[SELECTED EXTRACT]

Embattled WVU football coach Dana Holgorsen has a nice contract.
He makes about $2 million a year for coaching a sport he obviously loves. At the same time, his Mountaineer team is not performing up to the standards that West Virginia fans have become accustomed to the last few years.
Last Saturday’s loss to Kansas was an embarrassment. The Jayhawks had not won a Big 12 Conference game in three years. Yet they pounded the Mountaineers 31-19.
“This program is not equipped right now to handle the wear and tear of the Big 12,” Holgorsen said in his post-game press conference. That is not what WVU fans want to hear. Unfortunately, it’s probably true, even if some fans don’t want to admit it. The Mountaineers are now 4-7 and 2-6 in the Big 12.
This will be the first time in 11 years that WVU will not be going to a bowl game. That means the school will lose out on a lot of money.
Just a few years ago, WVU won a BCS game in the Sugar Bowl over Georgia. Then a couple of years later the Mountaineers beat Oklahoma in the Fiesta Bowl.

[/SELECTED EXTRACT]
[PROVIDED INFORMATION]

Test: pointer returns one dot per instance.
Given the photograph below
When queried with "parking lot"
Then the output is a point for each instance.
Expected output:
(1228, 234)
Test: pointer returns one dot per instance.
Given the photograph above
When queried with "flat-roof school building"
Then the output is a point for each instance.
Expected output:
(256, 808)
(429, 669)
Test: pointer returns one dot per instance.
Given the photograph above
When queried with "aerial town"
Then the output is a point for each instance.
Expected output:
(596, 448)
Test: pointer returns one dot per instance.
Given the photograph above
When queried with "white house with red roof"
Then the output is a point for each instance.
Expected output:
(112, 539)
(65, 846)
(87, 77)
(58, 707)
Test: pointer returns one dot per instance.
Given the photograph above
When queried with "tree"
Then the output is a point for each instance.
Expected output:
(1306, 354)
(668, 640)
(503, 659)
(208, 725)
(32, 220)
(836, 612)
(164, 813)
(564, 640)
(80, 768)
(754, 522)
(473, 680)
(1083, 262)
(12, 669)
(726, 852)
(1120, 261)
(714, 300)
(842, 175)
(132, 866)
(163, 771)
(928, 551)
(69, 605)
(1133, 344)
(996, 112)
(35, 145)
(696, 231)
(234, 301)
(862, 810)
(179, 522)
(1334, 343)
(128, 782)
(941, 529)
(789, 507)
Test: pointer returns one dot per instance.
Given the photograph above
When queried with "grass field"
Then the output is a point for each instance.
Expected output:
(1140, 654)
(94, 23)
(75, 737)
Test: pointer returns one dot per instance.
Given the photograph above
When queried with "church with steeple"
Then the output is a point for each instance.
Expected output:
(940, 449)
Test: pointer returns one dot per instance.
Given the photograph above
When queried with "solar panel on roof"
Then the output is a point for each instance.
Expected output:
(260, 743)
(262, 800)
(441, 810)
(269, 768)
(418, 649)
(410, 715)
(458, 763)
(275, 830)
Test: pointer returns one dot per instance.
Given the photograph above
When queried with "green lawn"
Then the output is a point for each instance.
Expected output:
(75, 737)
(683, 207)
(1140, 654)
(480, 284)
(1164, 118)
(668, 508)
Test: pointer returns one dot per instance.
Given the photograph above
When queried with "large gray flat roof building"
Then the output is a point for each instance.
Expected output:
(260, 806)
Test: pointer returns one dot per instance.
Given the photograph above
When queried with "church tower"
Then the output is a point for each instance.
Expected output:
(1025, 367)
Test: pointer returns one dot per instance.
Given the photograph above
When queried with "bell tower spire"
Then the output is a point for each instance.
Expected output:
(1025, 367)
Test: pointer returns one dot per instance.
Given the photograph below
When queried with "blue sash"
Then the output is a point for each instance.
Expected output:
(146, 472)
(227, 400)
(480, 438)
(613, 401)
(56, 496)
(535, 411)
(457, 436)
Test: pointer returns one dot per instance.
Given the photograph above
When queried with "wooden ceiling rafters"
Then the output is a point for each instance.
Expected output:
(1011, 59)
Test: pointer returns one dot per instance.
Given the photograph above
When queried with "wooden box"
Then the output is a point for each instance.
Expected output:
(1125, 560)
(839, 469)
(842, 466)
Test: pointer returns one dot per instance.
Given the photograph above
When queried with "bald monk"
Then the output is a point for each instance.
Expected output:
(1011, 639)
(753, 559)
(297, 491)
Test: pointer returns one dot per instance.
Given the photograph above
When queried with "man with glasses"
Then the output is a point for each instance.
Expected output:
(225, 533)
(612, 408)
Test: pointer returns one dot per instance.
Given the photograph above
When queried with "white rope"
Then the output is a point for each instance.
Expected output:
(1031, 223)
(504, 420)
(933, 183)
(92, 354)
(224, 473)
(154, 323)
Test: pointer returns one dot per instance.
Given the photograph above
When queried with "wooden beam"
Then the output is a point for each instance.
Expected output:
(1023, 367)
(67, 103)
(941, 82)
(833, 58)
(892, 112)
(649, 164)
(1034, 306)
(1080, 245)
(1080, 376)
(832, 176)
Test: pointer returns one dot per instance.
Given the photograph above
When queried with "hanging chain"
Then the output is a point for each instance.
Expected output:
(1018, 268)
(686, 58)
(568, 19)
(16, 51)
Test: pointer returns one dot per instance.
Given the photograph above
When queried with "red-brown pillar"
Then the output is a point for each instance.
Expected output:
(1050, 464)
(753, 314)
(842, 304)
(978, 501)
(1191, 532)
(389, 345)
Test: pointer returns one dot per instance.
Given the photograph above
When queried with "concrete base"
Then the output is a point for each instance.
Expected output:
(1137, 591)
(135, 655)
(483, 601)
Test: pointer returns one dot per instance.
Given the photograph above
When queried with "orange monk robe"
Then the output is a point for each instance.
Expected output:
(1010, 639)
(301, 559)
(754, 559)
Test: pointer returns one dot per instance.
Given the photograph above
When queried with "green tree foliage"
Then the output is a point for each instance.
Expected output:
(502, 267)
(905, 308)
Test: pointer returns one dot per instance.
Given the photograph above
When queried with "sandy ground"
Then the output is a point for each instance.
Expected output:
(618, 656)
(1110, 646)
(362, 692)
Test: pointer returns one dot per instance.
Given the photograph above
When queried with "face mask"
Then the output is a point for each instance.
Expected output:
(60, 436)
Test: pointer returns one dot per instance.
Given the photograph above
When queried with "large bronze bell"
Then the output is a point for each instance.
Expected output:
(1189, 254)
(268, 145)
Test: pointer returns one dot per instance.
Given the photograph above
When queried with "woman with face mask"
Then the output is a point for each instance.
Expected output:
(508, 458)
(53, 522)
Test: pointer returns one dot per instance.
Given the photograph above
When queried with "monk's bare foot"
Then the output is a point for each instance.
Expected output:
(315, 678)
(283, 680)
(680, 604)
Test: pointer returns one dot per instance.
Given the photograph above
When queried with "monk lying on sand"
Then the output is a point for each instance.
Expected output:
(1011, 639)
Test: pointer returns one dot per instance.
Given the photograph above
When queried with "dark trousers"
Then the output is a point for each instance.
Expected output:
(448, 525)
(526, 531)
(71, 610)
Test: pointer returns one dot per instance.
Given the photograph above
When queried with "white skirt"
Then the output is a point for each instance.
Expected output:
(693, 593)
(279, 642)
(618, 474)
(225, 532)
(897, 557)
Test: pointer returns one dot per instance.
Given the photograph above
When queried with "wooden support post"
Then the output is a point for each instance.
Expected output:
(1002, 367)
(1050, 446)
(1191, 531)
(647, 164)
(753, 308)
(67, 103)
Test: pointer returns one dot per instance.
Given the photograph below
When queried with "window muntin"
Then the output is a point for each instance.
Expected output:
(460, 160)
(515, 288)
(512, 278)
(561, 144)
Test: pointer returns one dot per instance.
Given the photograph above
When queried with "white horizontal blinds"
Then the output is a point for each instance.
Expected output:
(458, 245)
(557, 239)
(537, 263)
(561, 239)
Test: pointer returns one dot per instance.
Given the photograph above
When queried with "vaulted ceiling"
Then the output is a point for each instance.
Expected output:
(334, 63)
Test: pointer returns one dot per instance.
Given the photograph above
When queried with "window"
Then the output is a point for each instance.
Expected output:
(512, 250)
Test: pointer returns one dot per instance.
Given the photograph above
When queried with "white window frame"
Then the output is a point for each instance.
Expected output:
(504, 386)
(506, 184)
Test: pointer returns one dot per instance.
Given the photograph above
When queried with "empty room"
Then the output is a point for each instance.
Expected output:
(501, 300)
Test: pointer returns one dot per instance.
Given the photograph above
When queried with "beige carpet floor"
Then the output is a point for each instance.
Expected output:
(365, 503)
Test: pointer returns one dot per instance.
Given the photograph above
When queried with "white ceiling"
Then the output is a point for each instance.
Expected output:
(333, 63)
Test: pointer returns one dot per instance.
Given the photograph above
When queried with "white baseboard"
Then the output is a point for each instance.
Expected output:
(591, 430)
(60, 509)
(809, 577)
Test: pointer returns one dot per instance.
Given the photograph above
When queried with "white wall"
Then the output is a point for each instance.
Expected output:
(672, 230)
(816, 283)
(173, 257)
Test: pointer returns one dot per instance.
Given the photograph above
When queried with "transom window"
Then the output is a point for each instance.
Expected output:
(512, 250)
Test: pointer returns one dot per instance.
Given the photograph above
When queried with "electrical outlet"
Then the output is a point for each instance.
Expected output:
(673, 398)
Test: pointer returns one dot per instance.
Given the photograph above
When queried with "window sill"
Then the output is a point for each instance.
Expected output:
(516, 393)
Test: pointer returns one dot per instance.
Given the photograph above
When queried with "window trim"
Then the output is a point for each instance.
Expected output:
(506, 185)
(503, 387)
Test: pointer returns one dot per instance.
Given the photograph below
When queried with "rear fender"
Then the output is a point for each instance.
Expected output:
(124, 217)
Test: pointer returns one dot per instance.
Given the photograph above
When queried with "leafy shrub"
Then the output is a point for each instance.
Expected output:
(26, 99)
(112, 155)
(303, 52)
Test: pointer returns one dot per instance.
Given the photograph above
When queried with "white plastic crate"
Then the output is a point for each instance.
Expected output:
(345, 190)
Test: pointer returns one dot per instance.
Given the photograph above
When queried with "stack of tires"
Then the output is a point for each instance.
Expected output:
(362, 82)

[/PROVIDED INFORMATION]

DIRECTIONS FOR THIS TASK: Reproduce the portion of the commentary on WVU football between "Last Saturday’s loss" and "the Mountaineers 31-19.", inclusive.

RESPONSE AREA:
Last Saturday’s loss to Kansas was an embarrassment. The Jayhawks had not won a Big 12 Conference game in three years. Yet they pounded the Mountaineers 31-19.